AIM OF THE EXERCISE
The records below must be transcribed exactly. Do not include the pictures.

DATA FOR THE TASK
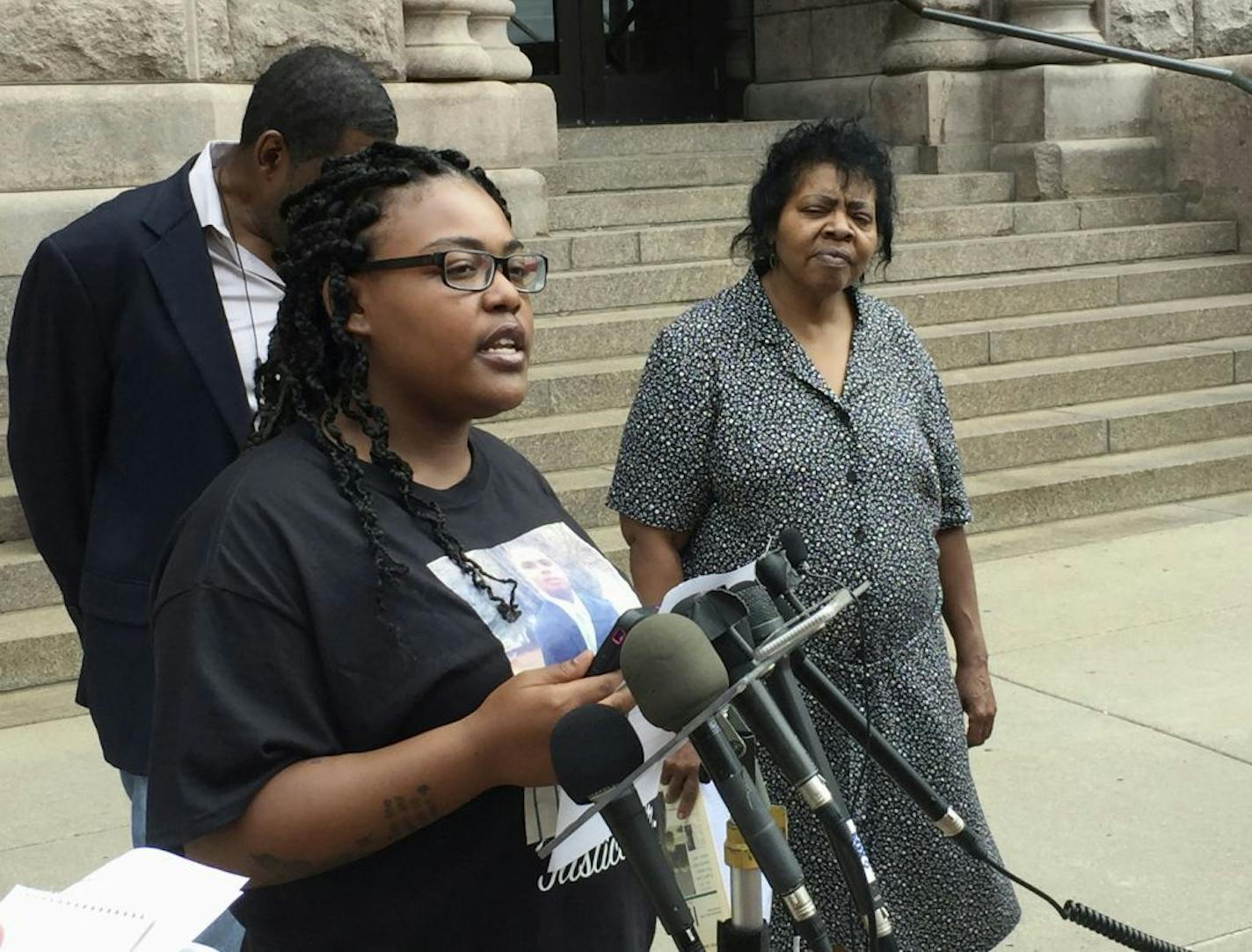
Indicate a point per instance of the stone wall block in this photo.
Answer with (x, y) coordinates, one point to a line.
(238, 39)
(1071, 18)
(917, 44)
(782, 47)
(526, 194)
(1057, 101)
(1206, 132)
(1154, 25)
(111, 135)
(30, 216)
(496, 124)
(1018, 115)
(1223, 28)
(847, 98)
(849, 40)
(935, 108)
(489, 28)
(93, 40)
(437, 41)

SOLUTION FOR THIS PROBLEM
Indicate a point per instance of the stone wall block in this photo.
Answer with (x, y) coordinates, one point to a line.
(238, 39)
(1071, 18)
(917, 44)
(782, 47)
(526, 194)
(1057, 101)
(1206, 132)
(1154, 25)
(111, 135)
(30, 216)
(496, 124)
(1018, 115)
(1223, 28)
(847, 98)
(849, 40)
(935, 108)
(489, 28)
(93, 40)
(437, 41)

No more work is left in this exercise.